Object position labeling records
## Begin
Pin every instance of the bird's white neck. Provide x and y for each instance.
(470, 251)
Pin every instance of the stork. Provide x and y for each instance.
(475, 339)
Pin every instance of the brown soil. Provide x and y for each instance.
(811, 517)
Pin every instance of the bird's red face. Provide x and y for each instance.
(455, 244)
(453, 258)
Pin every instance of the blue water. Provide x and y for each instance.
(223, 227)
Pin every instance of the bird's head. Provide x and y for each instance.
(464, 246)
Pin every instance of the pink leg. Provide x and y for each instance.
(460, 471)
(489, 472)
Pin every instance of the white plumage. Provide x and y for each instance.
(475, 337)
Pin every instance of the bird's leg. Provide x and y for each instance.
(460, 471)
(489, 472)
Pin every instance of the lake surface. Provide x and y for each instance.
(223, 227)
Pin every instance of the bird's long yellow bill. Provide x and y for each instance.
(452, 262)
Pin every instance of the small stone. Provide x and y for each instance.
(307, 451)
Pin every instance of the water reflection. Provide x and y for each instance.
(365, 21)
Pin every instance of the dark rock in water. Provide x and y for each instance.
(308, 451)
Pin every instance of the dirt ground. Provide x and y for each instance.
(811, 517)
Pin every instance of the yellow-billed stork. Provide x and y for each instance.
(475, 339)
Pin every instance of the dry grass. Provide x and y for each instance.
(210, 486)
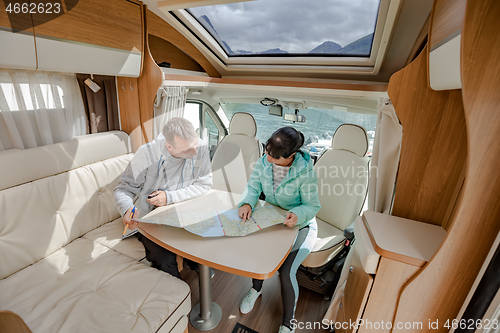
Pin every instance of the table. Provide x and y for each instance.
(258, 255)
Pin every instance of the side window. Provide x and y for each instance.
(192, 112)
(204, 124)
(211, 134)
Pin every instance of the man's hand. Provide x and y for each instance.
(290, 219)
(127, 218)
(245, 212)
(158, 198)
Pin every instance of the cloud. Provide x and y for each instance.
(296, 26)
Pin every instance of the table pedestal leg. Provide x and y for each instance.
(207, 314)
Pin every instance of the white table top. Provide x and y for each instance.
(401, 239)
(258, 255)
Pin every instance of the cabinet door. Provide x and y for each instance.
(94, 36)
(17, 44)
(357, 288)
(340, 326)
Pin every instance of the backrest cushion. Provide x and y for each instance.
(343, 177)
(236, 153)
(233, 162)
(351, 138)
(41, 216)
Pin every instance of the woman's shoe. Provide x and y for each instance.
(284, 329)
(249, 300)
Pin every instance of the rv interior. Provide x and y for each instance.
(405, 92)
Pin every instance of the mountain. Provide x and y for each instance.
(273, 51)
(327, 47)
(361, 46)
(205, 21)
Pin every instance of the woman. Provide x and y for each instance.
(286, 176)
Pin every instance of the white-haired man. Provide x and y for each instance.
(173, 168)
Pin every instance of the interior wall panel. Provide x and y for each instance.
(434, 147)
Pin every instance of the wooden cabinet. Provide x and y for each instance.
(91, 36)
(357, 289)
(393, 250)
(17, 49)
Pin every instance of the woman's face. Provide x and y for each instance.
(281, 161)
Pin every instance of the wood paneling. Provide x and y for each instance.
(128, 100)
(277, 83)
(357, 288)
(163, 51)
(12, 323)
(110, 23)
(434, 146)
(158, 27)
(447, 18)
(438, 292)
(389, 280)
(228, 290)
(148, 82)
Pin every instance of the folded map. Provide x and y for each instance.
(218, 223)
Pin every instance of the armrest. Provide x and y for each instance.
(349, 232)
(12, 323)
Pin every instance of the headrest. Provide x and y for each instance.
(243, 123)
(352, 138)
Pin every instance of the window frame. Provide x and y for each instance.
(184, 22)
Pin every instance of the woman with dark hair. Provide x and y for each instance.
(286, 176)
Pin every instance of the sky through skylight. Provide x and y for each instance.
(323, 27)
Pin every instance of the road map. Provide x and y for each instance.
(218, 223)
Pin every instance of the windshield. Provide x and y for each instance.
(318, 129)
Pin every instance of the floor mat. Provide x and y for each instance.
(242, 329)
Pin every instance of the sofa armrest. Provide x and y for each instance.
(12, 323)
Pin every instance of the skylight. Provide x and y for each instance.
(341, 28)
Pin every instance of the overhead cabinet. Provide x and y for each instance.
(17, 50)
(91, 37)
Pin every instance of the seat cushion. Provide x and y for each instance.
(329, 242)
(110, 235)
(88, 287)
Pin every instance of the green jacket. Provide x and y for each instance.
(298, 192)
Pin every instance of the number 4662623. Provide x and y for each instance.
(33, 8)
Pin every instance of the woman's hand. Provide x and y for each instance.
(290, 219)
(158, 198)
(127, 218)
(245, 212)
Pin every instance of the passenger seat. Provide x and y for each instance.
(343, 184)
(236, 154)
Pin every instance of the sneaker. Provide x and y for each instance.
(284, 329)
(249, 300)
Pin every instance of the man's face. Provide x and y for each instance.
(183, 148)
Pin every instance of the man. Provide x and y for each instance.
(173, 168)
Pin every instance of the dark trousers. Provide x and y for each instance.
(162, 258)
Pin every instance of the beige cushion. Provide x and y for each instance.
(110, 235)
(87, 287)
(328, 244)
(367, 254)
(243, 123)
(40, 217)
(343, 184)
(236, 152)
(25, 165)
(352, 138)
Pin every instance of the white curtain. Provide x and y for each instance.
(385, 158)
(169, 103)
(39, 108)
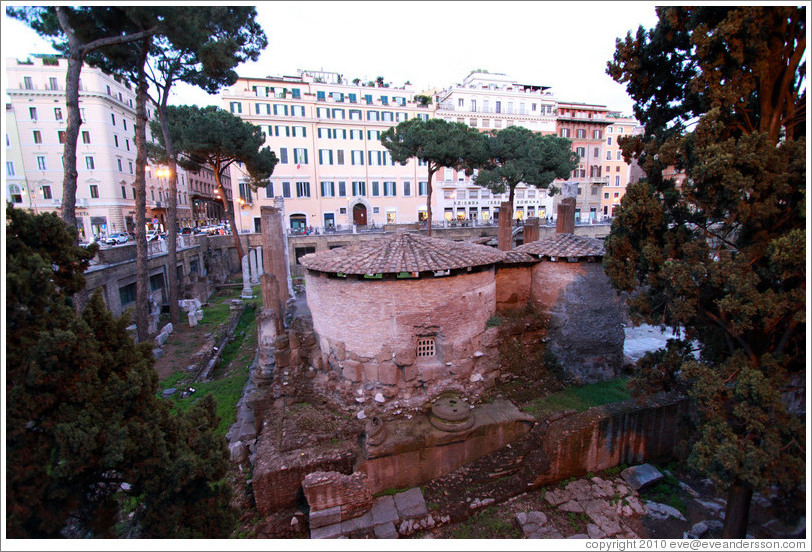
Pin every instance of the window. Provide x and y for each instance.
(300, 156)
(425, 347)
(328, 189)
(303, 189)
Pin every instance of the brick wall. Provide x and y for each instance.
(512, 287)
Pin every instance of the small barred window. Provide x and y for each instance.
## End
WHAT YOU SHOULD DO.
Render all the records above as a Markdown table with two columns, No. for the row number and Text for the line, skipping blank lines. Leave the pictures out.

EXERCISE RESULT.
| No. | Text |
|---|---|
| 1 | Pin every instance of the bird's white neck. Provide x and y for each instance. |
| 2 | (470, 251) |
| 3 | Pin every instance of the stork. Provide x and y for each instance. |
| 4 | (475, 339) |
| 5 | Pin every instance of the brown soil. Provide x and y for each instance. |
| 6 | (811, 517) |
| 7 | Pin every instance of the bird's red face. Provide x and y for each instance. |
| 8 | (455, 244) |
| 9 | (453, 258) |
| 10 | Pin every instance of the blue water. Provide x and y for each instance. |
| 11 | (223, 227) |
| 12 | Pin every instance of the bird's head. Provide x and y for each instance. |
| 13 | (464, 246) |
| 14 | Pin every instance of the pink leg. Provide x and y for each instance. |
| 15 | (460, 471) |
| 16 | (489, 472) |
| 17 | Pin every instance of the white plumage. Provide x and y for each instance. |
| 18 | (475, 337) |
| 19 | Pin every instance of the bird's leg. Provide x and y for each instance. |
| 20 | (460, 471) |
| 21 | (489, 472) |
| 22 | Pin every instance of the lake surface. Provide x and y for each instance. |
| 23 | (223, 227) |
| 24 | Pin every instance of the bird's long yellow bill. Provide x and y for each instance. |
| 25 | (452, 262) |
| 26 | Pin every instance of the small stone. Provide x and y for each instance. |
| 27 | (307, 451) |
| 28 | Pin every instance of the water reflection. Provide x and y for each instance. |
| 29 | (365, 21) |
| 30 | Pin every instance of the dark rock in water. Provide x and y for each instance. |
| 31 | (308, 451) |
| 32 | Pin every instance of the dirt ground. Provide x and y for each instance. |
| 33 | (811, 517) |
| 34 | Pin every instance of the yellow-billed stork. Provide x and y for each instance. |
| 35 | (475, 339) |
| 36 | Pin every instance of the dry grass. Provide x and y for each instance. |
| 37 | (210, 486) |
| 38 | Pin every instance of the table. Provide x and y for each instance. |
| 39 | (258, 255) |
| 40 | Pin every instance of the side window. Provide x and y for each instance. |
| 41 | (192, 112) |
| 42 | (204, 124) |
| 43 | (211, 134) |
| 44 | Pin every instance of the man's hand. Provide x and y for each instance. |
| 45 | (290, 219) |
| 46 | (127, 218) |
| 47 | (245, 212) |
| 48 | (158, 198) |
| 49 | Pin every instance of the cloud. Provide x and y for each instance. |
| 50 | (296, 26) |
| 51 | Pin every instance of the table pedestal leg. Provide x and y for each instance. |
| 52 | (207, 314) |
| 53 | Pin every instance of the white table top. Provide x and y for each instance. |
| 54 | (401, 239) |
| 55 | (258, 255) |
| 56 | Pin every instance of the cabinet door. Provide x and y for each instance. |
| 57 | (94, 36) |
| 58 | (17, 44) |
| 59 | (357, 288) |
| 60 | (340, 326) |
| 61 | Pin every instance of the backrest cushion. Provide x and y for each instance. |
| 62 | (343, 177) |
| 63 | (236, 153) |
| 64 | (233, 162) |
| 65 | (351, 138) |
| 66 | (41, 216) |
| 67 | Pin every instance of the woman's shoe. Provide x and y for each instance. |
| 68 | (284, 329) |
| 69 | (249, 300) |
| 70 | Pin every instance of the rv interior. Provide x and y for each instance. |
| 71 | (405, 92) |
| 72 | Pin every instance of the mountain. Provide x and y for each instance. |
| 73 | (273, 51) |
| 74 | (327, 47) |
| 75 | (361, 46) |
| 76 | (205, 21) |
| 77 | Pin every instance of the woman. Provide x and y for each instance. |
| 78 | (286, 176) |
| 79 | Pin every instance of the white-haired man. Provide x and y for each instance. |
| 80 | (173, 168) |
| 81 | Pin every instance of the interior wall panel. Provide x and y for each instance. |
| 82 | (434, 147) |
| 83 | Pin every instance of the wooden cabinet. Provide x and y for each instance. |
| 84 | (91, 36) |
| 85 | (357, 289) |
| 86 | (393, 250) |
| 87 | (17, 49) |
| 88 | Pin every instance of the woman's face. Provide x and y for each instance. |
| 89 | (281, 161) |
| 90 | Pin every instance of the wood paneling. Provide x and y for each instance. |
| 91 | (128, 100) |
| 92 | (277, 83) |
| 93 | (357, 288) |
| 94 | (163, 51) |
| 95 | (12, 323) |
| 96 | (110, 23) |
| 97 | (434, 146) |
| 98 | (158, 27) |
| 99 | (447, 18) |
| 100 | (438, 292) |
| 101 | (389, 280) |
| 102 | (228, 290) |
| 103 | (148, 82) |
| 104 | Pin every instance of the folded map. Provide x and y for each instance. |
| 105 | (218, 223) |
| 106 | Pin every instance of the armrest. Provide x and y for each instance. |
| 107 | (349, 232) |
| 108 | (12, 323) |
| 109 | Pin every instance of the headrest. Provide x and y for each instance. |
| 110 | (243, 123) |
| 111 | (352, 138) |
| 112 | Pin every instance of the window frame. Provide x and y for each instance. |
| 113 | (184, 22) |
| 114 | Pin every instance of the woman with dark hair. Provide x and y for each instance. |
| 115 | (286, 176) |
| 116 | Pin every instance of the sky through skylight. Provide x and y for each instance. |
| 117 | (323, 27) |
| 118 | Pin every instance of the road map. Provide x and y for each instance. |
| 119 | (218, 223) |
| 120 | Pin every instance of the windshield. Provide x and y for each instance. |
| 121 | (318, 129) |
| 122 | Pin every instance of the floor mat. Provide x and y for each instance. |
| 123 | (242, 329) |
| 124 | Pin every instance of the sofa armrest. Provide x and y for each instance. |
| 125 | (12, 323) |
| 126 | Pin every instance of the skylight. Provide x and y for each instance. |
| 127 | (341, 28) |
| 128 | Pin every instance of the overhead cabinet. Provide x and y for each instance. |
| 129 | (17, 50) |
| 130 | (91, 37) |
| 131 | Pin every instance of the seat cushion. Provide x and y for each instance. |
| 132 | (329, 242) |
| 133 | (110, 235) |
| 134 | (88, 287) |
| 135 | Pin every instance of the green jacket. Provide x and y for each instance. |
| 136 | (298, 192) |
| 137 | Pin every instance of the number 4662623. Provide x and y for each instance. |
| 138 | (33, 8) |
| 139 | Pin every instance of the woman's hand. Provide x and y for each instance. |
| 140 | (290, 219) |
| 141 | (158, 198) |
| 142 | (127, 218) |
| 143 | (245, 212) |
| 144 | Pin every instance of the passenger seat. Provide x and y for each instance. |
| 145 | (343, 184) |
| 146 | (236, 154) |
| 147 | Pin every instance of the sneaker. Provide x and y for each instance. |
| 148 | (284, 329) |
| 149 | (249, 300) |
| 150 | Pin every instance of the man's face. Provide x and y for each instance. |
| 151 | (183, 148) |
| 152 | Pin every instance of the man. Provide x and y for each instance. |
| 153 | (173, 168) |
| 154 | Pin every instance of the dark trousers. Provide x and y for each instance. |
| 155 | (162, 258) |
| 156 | Pin every instance of the beige cushion. Provide x and y for each instance. |
| 157 | (110, 235) |
| 158 | (87, 287) |
| 159 | (328, 244) |
| 160 | (367, 254) |
| 161 | (243, 123) |
| 162 | (40, 217) |
| 163 | (343, 184) |
| 164 | (236, 152) |
| 165 | (25, 165) |
| 166 | (352, 138) |
| 167 | Pin every instance of the white curtain. Provide x and y for each instance. |
| 168 | (385, 158) |
| 169 | (169, 103) |
| 170 | (39, 108) |
| 171 | Pin every instance of the window. Provide x and y for each instance. |
| 172 | (300, 156) |
| 173 | (425, 347) |
| 174 | (328, 189) |
| 175 | (303, 189) |
| 176 | Pin every instance of the brick wall. Provide x and y for each instance. |
| 177 | (512, 287) |
| 178 | Pin every instance of the small barred window. Provide x and y for each instance. |